Exercise description: Set out every record below as a Markdown table with two columns, Row and Record, numbering each row and skipping blank lines. Leave the pictures out of the table.

Material for this exercise:
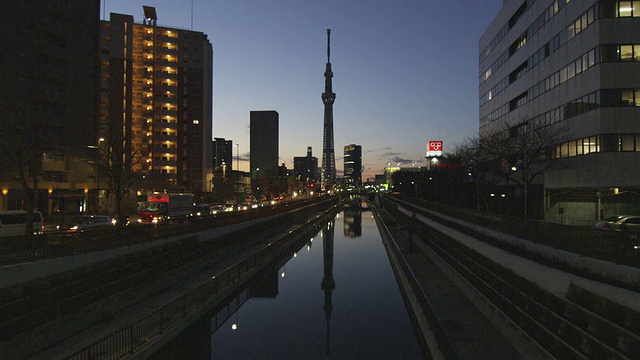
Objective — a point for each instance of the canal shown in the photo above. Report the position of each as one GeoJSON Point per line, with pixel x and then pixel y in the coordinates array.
{"type": "Point", "coordinates": [334, 296]}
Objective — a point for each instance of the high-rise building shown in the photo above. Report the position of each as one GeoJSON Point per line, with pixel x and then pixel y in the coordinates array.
{"type": "Point", "coordinates": [544, 63]}
{"type": "Point", "coordinates": [264, 142]}
{"type": "Point", "coordinates": [157, 87]}
{"type": "Point", "coordinates": [49, 87]}
{"type": "Point", "coordinates": [222, 153]}
{"type": "Point", "coordinates": [328, 97]}
{"type": "Point", "coordinates": [305, 167]}
{"type": "Point", "coordinates": [353, 165]}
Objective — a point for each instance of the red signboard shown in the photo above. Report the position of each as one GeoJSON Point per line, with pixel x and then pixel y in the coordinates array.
{"type": "Point", "coordinates": [435, 145]}
{"type": "Point", "coordinates": [434, 148]}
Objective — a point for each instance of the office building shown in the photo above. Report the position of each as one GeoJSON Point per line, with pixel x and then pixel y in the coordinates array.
{"type": "Point", "coordinates": [49, 102]}
{"type": "Point", "coordinates": [305, 168]}
{"type": "Point", "coordinates": [157, 87]}
{"type": "Point", "coordinates": [544, 63]}
{"type": "Point", "coordinates": [264, 135]}
{"type": "Point", "coordinates": [353, 166]}
{"type": "Point", "coordinates": [222, 153]}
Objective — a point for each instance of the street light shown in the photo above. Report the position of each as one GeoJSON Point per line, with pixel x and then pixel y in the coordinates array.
{"type": "Point", "coordinates": [237, 174]}
{"type": "Point", "coordinates": [100, 140]}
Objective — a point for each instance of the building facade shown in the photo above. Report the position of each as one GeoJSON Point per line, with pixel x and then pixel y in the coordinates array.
{"type": "Point", "coordinates": [353, 166]}
{"type": "Point", "coordinates": [222, 153]}
{"type": "Point", "coordinates": [305, 168]}
{"type": "Point", "coordinates": [48, 102]}
{"type": "Point", "coordinates": [264, 142]}
{"type": "Point", "coordinates": [156, 86]}
{"type": "Point", "coordinates": [576, 63]}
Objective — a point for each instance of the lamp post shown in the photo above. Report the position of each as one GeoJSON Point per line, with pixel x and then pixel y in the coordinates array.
{"type": "Point", "coordinates": [237, 174]}
{"type": "Point", "coordinates": [100, 140]}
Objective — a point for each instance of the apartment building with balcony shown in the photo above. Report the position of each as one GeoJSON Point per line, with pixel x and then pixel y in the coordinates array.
{"type": "Point", "coordinates": [156, 88]}
{"type": "Point", "coordinates": [546, 62]}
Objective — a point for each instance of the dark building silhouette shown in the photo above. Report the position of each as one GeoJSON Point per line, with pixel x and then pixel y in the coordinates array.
{"type": "Point", "coordinates": [328, 97]}
{"type": "Point", "coordinates": [305, 167]}
{"type": "Point", "coordinates": [353, 165]}
{"type": "Point", "coordinates": [222, 153]}
{"type": "Point", "coordinates": [157, 86]}
{"type": "Point", "coordinates": [573, 63]}
{"type": "Point", "coordinates": [50, 81]}
{"type": "Point", "coordinates": [264, 138]}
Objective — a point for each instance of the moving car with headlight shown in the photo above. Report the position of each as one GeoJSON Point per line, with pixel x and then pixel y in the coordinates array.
{"type": "Point", "coordinates": [620, 222]}
{"type": "Point", "coordinates": [163, 207]}
{"type": "Point", "coordinates": [89, 222]}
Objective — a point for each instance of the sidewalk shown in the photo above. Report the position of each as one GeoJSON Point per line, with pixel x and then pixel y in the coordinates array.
{"type": "Point", "coordinates": [548, 278]}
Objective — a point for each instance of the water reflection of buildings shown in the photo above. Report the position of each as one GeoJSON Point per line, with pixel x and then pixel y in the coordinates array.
{"type": "Point", "coordinates": [352, 222]}
{"type": "Point", "coordinates": [328, 284]}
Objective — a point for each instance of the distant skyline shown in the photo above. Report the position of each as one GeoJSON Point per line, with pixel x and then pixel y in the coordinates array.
{"type": "Point", "coordinates": [405, 72]}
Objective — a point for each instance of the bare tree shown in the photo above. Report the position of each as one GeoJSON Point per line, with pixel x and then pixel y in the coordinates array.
{"type": "Point", "coordinates": [117, 161]}
{"type": "Point", "coordinates": [474, 158]}
{"type": "Point", "coordinates": [23, 143]}
{"type": "Point", "coordinates": [526, 149]}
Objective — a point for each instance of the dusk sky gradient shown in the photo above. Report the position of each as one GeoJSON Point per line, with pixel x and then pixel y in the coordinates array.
{"type": "Point", "coordinates": [405, 72]}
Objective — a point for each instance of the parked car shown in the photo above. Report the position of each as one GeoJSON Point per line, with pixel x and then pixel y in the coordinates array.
{"type": "Point", "coordinates": [620, 222]}
{"type": "Point", "coordinates": [14, 222]}
{"type": "Point", "coordinates": [88, 222]}
{"type": "Point", "coordinates": [202, 210]}
{"type": "Point", "coordinates": [218, 208]}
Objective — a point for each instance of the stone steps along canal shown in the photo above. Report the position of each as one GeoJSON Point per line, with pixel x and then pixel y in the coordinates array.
{"type": "Point", "coordinates": [335, 297]}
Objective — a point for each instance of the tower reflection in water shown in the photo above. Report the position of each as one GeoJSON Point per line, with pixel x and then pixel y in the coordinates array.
{"type": "Point", "coordinates": [328, 284]}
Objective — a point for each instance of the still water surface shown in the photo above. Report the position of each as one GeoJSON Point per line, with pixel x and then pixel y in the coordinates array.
{"type": "Point", "coordinates": [336, 298]}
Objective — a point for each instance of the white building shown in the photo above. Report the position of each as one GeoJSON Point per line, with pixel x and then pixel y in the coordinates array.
{"type": "Point", "coordinates": [576, 62]}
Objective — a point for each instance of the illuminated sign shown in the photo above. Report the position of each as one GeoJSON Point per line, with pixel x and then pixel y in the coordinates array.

Solution to this exercise:
| Row | Record |
|---|---|
| 1 | Objective — a point for each instance of the canal shown in the photo above. Report the position of each as one GeoJSON Point per line, with pixel x and then pixel y in the coordinates array. |
| 2 | {"type": "Point", "coordinates": [334, 296]} |
| 3 | Objective — a point for each instance of the high-rise building shown in the photo above. Report the position of each as one GeoJSON Point per line, with pixel x and then pixel y in the coordinates array. |
| 4 | {"type": "Point", "coordinates": [544, 63]} |
| 5 | {"type": "Point", "coordinates": [264, 142]} |
| 6 | {"type": "Point", "coordinates": [157, 87]} |
| 7 | {"type": "Point", "coordinates": [49, 87]} |
| 8 | {"type": "Point", "coordinates": [222, 153]} |
| 9 | {"type": "Point", "coordinates": [328, 97]} |
| 10 | {"type": "Point", "coordinates": [305, 167]} |
| 11 | {"type": "Point", "coordinates": [353, 165]} |
| 12 | Objective — a point for each instance of the red signboard shown in the photo above. Report the position of each as one GeoJSON Point per line, with pixel x and then pixel y in the coordinates array. |
| 13 | {"type": "Point", "coordinates": [435, 145]} |
| 14 | {"type": "Point", "coordinates": [434, 148]} |
| 15 | Objective — a point for each instance of the office building shown in the photo above. Report the position of each as one GeoJSON Point per line, with pixel x and then pixel y in the coordinates array. |
| 16 | {"type": "Point", "coordinates": [49, 102]} |
| 17 | {"type": "Point", "coordinates": [305, 168]} |
| 18 | {"type": "Point", "coordinates": [157, 87]} |
| 19 | {"type": "Point", "coordinates": [544, 63]} |
| 20 | {"type": "Point", "coordinates": [264, 135]} |
| 21 | {"type": "Point", "coordinates": [353, 166]} |
| 22 | {"type": "Point", "coordinates": [222, 153]} |
| 23 | Objective — a point for each instance of the street light shown in the photo above. Report the position of each as one GeoJSON Point per line, with pixel x and then pixel y in the coordinates array. |
| 24 | {"type": "Point", "coordinates": [237, 174]} |
| 25 | {"type": "Point", "coordinates": [100, 140]} |
| 26 | Objective — a point for each instance of the building facade shown in the photo above. Report the position of each as one GeoJSON Point per line, with pixel x and then pixel y in the coordinates array. |
| 27 | {"type": "Point", "coordinates": [353, 166]} |
| 28 | {"type": "Point", "coordinates": [222, 153]} |
| 29 | {"type": "Point", "coordinates": [305, 168]} |
| 30 | {"type": "Point", "coordinates": [48, 102]} |
| 31 | {"type": "Point", "coordinates": [264, 142]} |
| 32 | {"type": "Point", "coordinates": [156, 86]} |
| 33 | {"type": "Point", "coordinates": [576, 63]} |
| 34 | Objective — a point for each instance of the lamp post shown in the photo above. Report the position of each as one GeoJSON Point per line, with pixel x and then pixel y in the coordinates array. |
| 35 | {"type": "Point", "coordinates": [237, 174]} |
| 36 | {"type": "Point", "coordinates": [100, 140]} |
| 37 | Objective — a point for each instance of the apartment building with balcony shown in the photo above. Report the position of each as one GeoJSON Point per line, with pixel x and then pixel y in the coordinates array. |
| 38 | {"type": "Point", "coordinates": [156, 88]} |
| 39 | {"type": "Point", "coordinates": [546, 62]} |
| 40 | Objective — a point for each instance of the dark building silhouette shown in the photo above. Report the position of each as one GeoJSON Point per line, with pixel x and then pixel y in the coordinates array. |
| 41 | {"type": "Point", "coordinates": [328, 97]} |
| 42 | {"type": "Point", "coordinates": [305, 167]} |
| 43 | {"type": "Point", "coordinates": [353, 165]} |
| 44 | {"type": "Point", "coordinates": [222, 153]} |
| 45 | {"type": "Point", "coordinates": [157, 86]} |
| 46 | {"type": "Point", "coordinates": [573, 63]} |
| 47 | {"type": "Point", "coordinates": [50, 81]} |
| 48 | {"type": "Point", "coordinates": [264, 138]} |
| 49 | Objective — a point for each instance of the moving car with headlight shown in the photo above. Report the position of each as one GeoJSON Point per line, with pixel x and then pixel y in the coordinates array. |
| 50 | {"type": "Point", "coordinates": [620, 222]} |
| 51 | {"type": "Point", "coordinates": [163, 207]} |
| 52 | {"type": "Point", "coordinates": [89, 222]} |
| 53 | Objective — a point for each instance of the sidewalk shown in the photo above. Report the position of each as one GeoJSON Point per line, with pixel x and then pixel y in the coordinates array. |
| 54 | {"type": "Point", "coordinates": [548, 278]} |
| 55 | Objective — a point for each instance of the water reflection of buildings shown in the photo above. Report the position of each as one GeoJSON Point per line, with pixel x and then pixel y in the coordinates array. |
| 56 | {"type": "Point", "coordinates": [352, 222]} |
| 57 | {"type": "Point", "coordinates": [328, 284]} |
| 58 | Objective — a point for each instance of the distant skyline shown in the photo above. Report the position of each as one GeoJSON Point per line, with pixel x and then pixel y in the coordinates array. |
| 59 | {"type": "Point", "coordinates": [405, 72]} |
| 60 | Objective — a point for each instance of the bare tree shown in the photo above. Report the position of each as one GeoJSON Point per line, with pixel x and then pixel y in the coordinates array. |
| 61 | {"type": "Point", "coordinates": [117, 161]} |
| 62 | {"type": "Point", "coordinates": [474, 158]} |
| 63 | {"type": "Point", "coordinates": [23, 143]} |
| 64 | {"type": "Point", "coordinates": [526, 149]} |
| 65 | Objective — a point for each instance of the dusk sky gradient shown in the photo above. Report the position of each as one GeoJSON Point per line, with pixel x and then pixel y in the coordinates array. |
| 66 | {"type": "Point", "coordinates": [405, 72]} |
| 67 | Objective — a point for each instance of the parked car shown in the photo above. Report the position of each as one GeoJSON Point per line, with pixel x and then pixel y in the coordinates array. |
| 68 | {"type": "Point", "coordinates": [620, 222]} |
| 69 | {"type": "Point", "coordinates": [14, 222]} |
| 70 | {"type": "Point", "coordinates": [88, 222]} |
| 71 | {"type": "Point", "coordinates": [202, 210]} |
| 72 | {"type": "Point", "coordinates": [218, 208]} |
| 73 | Objective — a point for each instance of the stone steps along canal shown in the photo above. Report the position of each as one GeoJSON Point per line, with pixel x and then pixel y in the coordinates array. |
| 74 | {"type": "Point", "coordinates": [335, 297]} |
| 75 | Objective — a point for each instance of the tower reflection in water shown in the photo above. Report the position of each as one GeoJSON Point per line, with pixel x and then pixel y in the coordinates array. |
| 76 | {"type": "Point", "coordinates": [328, 284]} |
| 77 | Objective — a point for each instance of the still water surface shown in the photo above. Report the position of each as one GeoJSON Point per line, with pixel x and then pixel y in the coordinates array. |
| 78 | {"type": "Point", "coordinates": [336, 298]} |
| 79 | Objective — a point for each instance of the white building shown in the photo above. Report the position of each as one GeoJSON Point per line, with pixel x and then pixel y in the coordinates array. |
| 80 | {"type": "Point", "coordinates": [576, 62]} |
| 81 | Objective — a point for each instance of the illuminated sign shown in the photo above. Report the position of each as one GeoJSON Point per line, with pixel x and then pixel y in the coordinates array. |